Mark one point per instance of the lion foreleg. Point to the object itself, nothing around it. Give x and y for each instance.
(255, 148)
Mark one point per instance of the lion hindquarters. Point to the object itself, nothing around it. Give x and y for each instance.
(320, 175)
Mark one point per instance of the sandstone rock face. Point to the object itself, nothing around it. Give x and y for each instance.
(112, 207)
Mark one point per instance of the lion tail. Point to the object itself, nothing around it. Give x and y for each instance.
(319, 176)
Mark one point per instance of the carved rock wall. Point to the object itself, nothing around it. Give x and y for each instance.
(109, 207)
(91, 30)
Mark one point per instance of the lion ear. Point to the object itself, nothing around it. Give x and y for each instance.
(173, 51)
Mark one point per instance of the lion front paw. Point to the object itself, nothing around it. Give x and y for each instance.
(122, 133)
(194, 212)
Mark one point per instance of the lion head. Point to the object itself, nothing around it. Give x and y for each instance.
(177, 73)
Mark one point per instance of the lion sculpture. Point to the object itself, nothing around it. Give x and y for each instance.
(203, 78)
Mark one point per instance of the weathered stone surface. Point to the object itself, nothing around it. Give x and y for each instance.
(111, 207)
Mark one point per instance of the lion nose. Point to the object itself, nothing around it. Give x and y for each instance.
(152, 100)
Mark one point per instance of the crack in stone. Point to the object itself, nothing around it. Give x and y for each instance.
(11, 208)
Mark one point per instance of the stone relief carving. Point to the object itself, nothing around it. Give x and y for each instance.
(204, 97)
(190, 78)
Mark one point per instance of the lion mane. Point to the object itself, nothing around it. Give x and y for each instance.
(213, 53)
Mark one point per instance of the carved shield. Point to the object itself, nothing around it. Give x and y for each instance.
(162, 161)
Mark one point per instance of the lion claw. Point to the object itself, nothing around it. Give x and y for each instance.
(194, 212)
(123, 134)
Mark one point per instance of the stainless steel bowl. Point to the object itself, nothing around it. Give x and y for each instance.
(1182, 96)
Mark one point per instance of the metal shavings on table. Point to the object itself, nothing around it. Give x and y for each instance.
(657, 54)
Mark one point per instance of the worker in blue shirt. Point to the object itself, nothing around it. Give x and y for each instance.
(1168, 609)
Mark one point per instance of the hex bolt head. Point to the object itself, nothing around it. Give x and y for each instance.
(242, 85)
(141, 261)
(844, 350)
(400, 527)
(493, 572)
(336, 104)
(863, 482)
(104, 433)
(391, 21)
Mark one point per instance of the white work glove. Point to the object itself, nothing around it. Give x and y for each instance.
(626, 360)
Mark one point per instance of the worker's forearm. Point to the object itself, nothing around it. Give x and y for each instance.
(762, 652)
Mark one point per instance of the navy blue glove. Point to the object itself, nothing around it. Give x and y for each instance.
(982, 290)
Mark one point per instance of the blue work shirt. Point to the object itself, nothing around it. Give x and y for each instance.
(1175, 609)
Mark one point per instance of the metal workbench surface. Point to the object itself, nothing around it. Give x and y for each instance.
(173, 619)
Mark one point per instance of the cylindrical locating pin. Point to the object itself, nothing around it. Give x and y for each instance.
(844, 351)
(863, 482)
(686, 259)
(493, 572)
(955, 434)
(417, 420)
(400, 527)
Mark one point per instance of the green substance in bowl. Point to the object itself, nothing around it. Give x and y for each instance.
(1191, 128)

____________

What is needed: Provide an exact reproduction of all the entries shown above.

Correct answer:
Mark one point per instance of the lion foreleg. Point to the object itself, nothing around it. Give x and y for each instance.
(255, 148)
Mark one point per instance of the lion hindquarters. Point to the object itself, nothing around it. Give x and y for each instance.
(320, 175)
Mark one point per instance of the sandstone rock face. Point to the object itself, nothing around it. Give x and y for each instance.
(112, 207)
Mark one point per instance of the lion tail. Point to the object itself, nothing around it. Give x and y for each instance.
(319, 176)
Mark one point per instance of the carved rock wall. Point to the object itself, nothing around it. Give x and y for each instance.
(109, 207)
(91, 30)
Mark one point per instance of the lion ear. Point to the object itself, nothing around it. Give x and y for each instance.
(173, 51)
Mark one point per instance of the lion front paw. Point to the object itself, nothing around it. Give x and y for each instance.
(122, 133)
(194, 212)
Mark one point per instance of the lion head. Point to the object itself, nothing around it. Give x and y for each instance.
(177, 73)
Mark one point per instance of the lion sculpture. Point to the object itself, nothing around it. Give x and y for each instance.
(203, 78)
Mark one point per instance of the weathered stone surface. Point to the object itself, nothing around it. Give x and y for each instance.
(111, 207)
Mark one point per instance of the lion nose. Point to the object itself, nothing around it. Give x and y for each instance.
(152, 100)
Mark one point per instance of the crack in stone. Point to the object itself, nothing around it. Give x and y for each instance.
(11, 208)
Mark one point per instance of the stone relief carving. Point to the object itself, nothing around it. Give x and y for each instance.
(204, 97)
(190, 78)
Mark one point per instance of the lion mane. Point to the object itself, nothing around it. Give x and y for each instance.
(213, 53)
Mark one point per instance of the carved shield. Point to the object itself, nothing around it. Give x and y for each instance.
(162, 161)
Mark one point per instance of the lion claw. Point to the object itself, nothing around it. Give x and y for each instance.
(194, 212)
(123, 134)
Mark one point per instance of the stainless steel bowl. Point to the object itself, nothing around it. Give x and y for each instance.
(1182, 96)
Mark one point per instance of the metal shavings on table. Point to the object itself, nothing around it. Give x and y for each instance.
(657, 54)
Mark one point per instance of the worker in blue shirt. Point to the object itself, nothing around it. Give x and y for each instance.
(1168, 609)
Mark one point per instance of the hex bolt head. Point to the object itself, nothing around it. Give x and y for each instance.
(242, 85)
(141, 261)
(844, 350)
(400, 527)
(493, 572)
(336, 104)
(863, 482)
(104, 433)
(391, 21)
Mark one point per instance of the white work glove. Point to the object itself, nothing around it. Give x and y for each instance.
(626, 360)
Mark one point per instance of the worker's forearm. Point to the object itself, nothing around it. Give x and y for each instance.
(762, 652)
Mark one point per instance of the navy blue glove. Point to the object itself, nothing around it. Give x and y for each instance.
(982, 290)
Mark one point per instance of the blue work shirt. Point to the object itself, nothing around it. Give x and y for each instance.
(1175, 609)
Mark one point per instance of the metal workbench surface. Point to the object itself, nothing around it. Give x and y for each instance.
(173, 619)
Mark one point per instance of the cylindrical locating pin. Point to the object itself, nothing around it. Give x and y for each instance.
(844, 351)
(863, 482)
(686, 259)
(493, 572)
(955, 434)
(417, 420)
(400, 527)
Mark one point per instance of the green substance in bowl. Point to the object itself, nothing around it. Give x and y for each instance.
(1191, 128)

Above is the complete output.